§ Records shown
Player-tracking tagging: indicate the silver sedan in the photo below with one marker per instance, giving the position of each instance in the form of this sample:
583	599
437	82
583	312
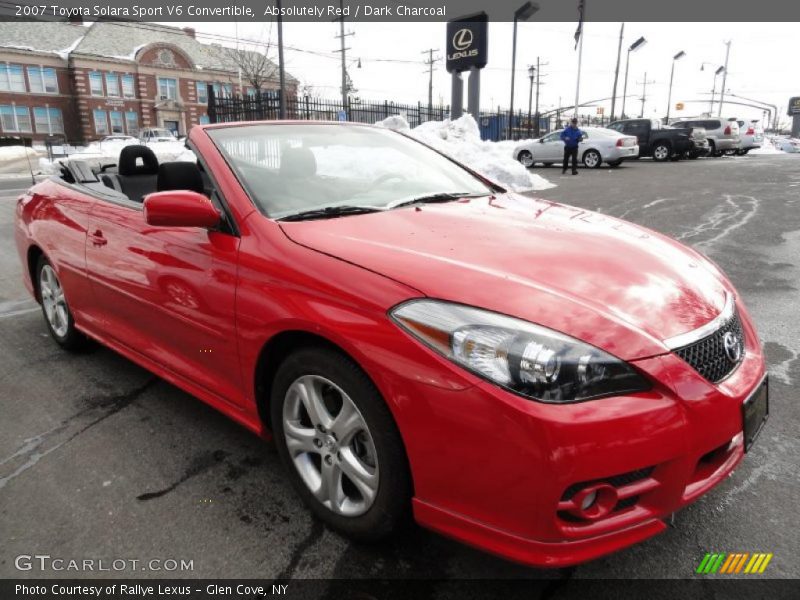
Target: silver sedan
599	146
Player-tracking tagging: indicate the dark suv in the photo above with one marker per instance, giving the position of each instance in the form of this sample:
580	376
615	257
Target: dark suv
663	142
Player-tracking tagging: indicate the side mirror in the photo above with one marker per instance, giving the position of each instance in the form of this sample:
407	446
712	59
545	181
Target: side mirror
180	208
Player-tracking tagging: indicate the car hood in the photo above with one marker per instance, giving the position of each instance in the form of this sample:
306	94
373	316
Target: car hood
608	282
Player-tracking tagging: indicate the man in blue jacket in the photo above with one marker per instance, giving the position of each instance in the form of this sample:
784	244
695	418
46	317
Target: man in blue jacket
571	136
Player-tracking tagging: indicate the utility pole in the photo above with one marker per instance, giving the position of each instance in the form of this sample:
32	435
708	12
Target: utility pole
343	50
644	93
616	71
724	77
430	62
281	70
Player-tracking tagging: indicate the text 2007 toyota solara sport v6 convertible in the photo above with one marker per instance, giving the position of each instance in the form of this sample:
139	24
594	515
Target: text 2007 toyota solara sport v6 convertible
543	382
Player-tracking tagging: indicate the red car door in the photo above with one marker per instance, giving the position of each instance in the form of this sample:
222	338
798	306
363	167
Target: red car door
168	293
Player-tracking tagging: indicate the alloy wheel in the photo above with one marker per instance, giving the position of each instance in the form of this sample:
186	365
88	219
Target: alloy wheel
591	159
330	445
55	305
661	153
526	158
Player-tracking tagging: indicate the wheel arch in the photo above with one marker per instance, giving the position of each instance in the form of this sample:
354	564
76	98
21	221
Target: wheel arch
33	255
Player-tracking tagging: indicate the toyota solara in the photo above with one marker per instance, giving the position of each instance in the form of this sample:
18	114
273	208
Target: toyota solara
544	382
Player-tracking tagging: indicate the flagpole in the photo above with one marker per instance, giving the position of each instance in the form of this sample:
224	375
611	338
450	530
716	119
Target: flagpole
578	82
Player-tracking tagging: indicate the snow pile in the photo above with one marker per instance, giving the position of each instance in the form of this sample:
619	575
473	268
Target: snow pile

§ Aim of the task
Output every line of all the rows above as a Markdown table with two columns, No for a running line number and Text for the line itself. Skip blank lines and leave the pictures out.

§ Result of this task
| No | Text |
|---|---|
| 1 | Player-tracking tagging: indicate the silver sedan in the photo below with one marker per instance, giving the position of each instance in the form of this sample: |
| 2 | 583	599 |
| 3 | 437	82 |
| 4 | 583	312 |
| 5 | Target: silver sedan |
| 6 | 599	146 |
| 7 | Player-tracking tagging: indicate the dark suv in the photo above with one marker per instance, giving the position of each instance in the form of this sample: |
| 8 | 580	376 |
| 9 | 615	257 |
| 10 | Target: dark suv |
| 11 | 663	142 |
| 12 | Player-tracking tagging: indicate the side mirror in the photo above with one marker per instance, giving the position of each instance in the form of this sample: |
| 13 | 407	446 |
| 14 | 712	59 |
| 15 | 545	181 |
| 16 | Target: side mirror |
| 17 | 180	208 |
| 18 | Player-tracking tagging: indicate the car hood in the photo above with one marker per instance, giving the position of each instance in the form of this sample: |
| 19 | 306	94 |
| 20 | 373	316 |
| 21 | Target: car hood |
| 22 | 608	282 |
| 23 | Player-tracking tagging: indicate the man in blue jacket in the photo above with one marker per instance, giving the position of each instance in the form of this sample: |
| 24 | 784	244 |
| 25 | 695	418 |
| 26 | 46	317 |
| 27 | Target: man in blue jacket |
| 28 | 571	136 |
| 29 | Player-tracking tagging: indicate the utility pole in the photo above with one marker per instance, giving the position of each instance in the form of this sample: |
| 30 | 32	435 |
| 31 | 708	12 |
| 32 | Target: utility pole |
| 33 | 343	50 |
| 34 | 644	93 |
| 35 | 616	71 |
| 36 | 724	77 |
| 37 | 430	62 |
| 38 | 281	70 |
| 39 | Player-tracking tagging: indicate the text 2007 toyota solara sport v6 convertible in the photo above with one marker per instance, giving the position of each instance in the form of this sample: |
| 40 | 139	24 |
| 41 | 594	515 |
| 42 | Target: text 2007 toyota solara sport v6 convertible |
| 43 | 543	382 |
| 44 | Player-tracking tagging: indicate the red car door in the photo above with one marker per instance, giving the position of each instance in the form of this sample: |
| 45 | 222	338 |
| 46 | 798	306 |
| 47 | 363	167 |
| 48 | Target: red car door |
| 49 | 168	293 |
| 50 | Player-tracking tagging: indicate the alloy wheel in the photo above with one marker per instance, giving the position of each instance in the form of this sample: |
| 51 | 186	365 |
| 52 | 88	219 |
| 53 | Target: alloy wheel |
| 54 | 591	159 |
| 55 | 330	445 |
| 56 | 55	305 |
| 57 | 661	153 |
| 58 | 526	158 |
| 59 | Player-tracking tagging: indicate the wheel arch in the photo above with one marker per instance, giving the position of each instance in the form of this sample: |
| 60 | 354	564 |
| 61 | 76	98 |
| 62 | 21	221 |
| 63 | Target: wheel arch |
| 64 | 33	255 |
| 65 | Player-tracking tagging: indicate the toyota solara in the photo above with one marker per instance, giving the position of each instance in the form of this sample: |
| 66 | 18	114 |
| 67 | 273	208 |
| 68 | Target: toyota solara |
| 69 | 544	382 |
| 70 | Player-tracking tagging: indicate the flagpole in the photo above with one marker per instance, giving the position of each instance in the form of this sample: |
| 71 | 224	375 |
| 72 | 611	338 |
| 73 | 450	530 |
| 74 | 716	119 |
| 75 | Target: flagpole |
| 76 | 578	82 |
| 77 | Player-tracking tagging: indicate the snow pile in the photo above with one marker per instance, giving the position of each instance in the form of this sample: |
| 78 | 619	575 |
| 79 | 473	268 |
| 80 | Target: snow pile |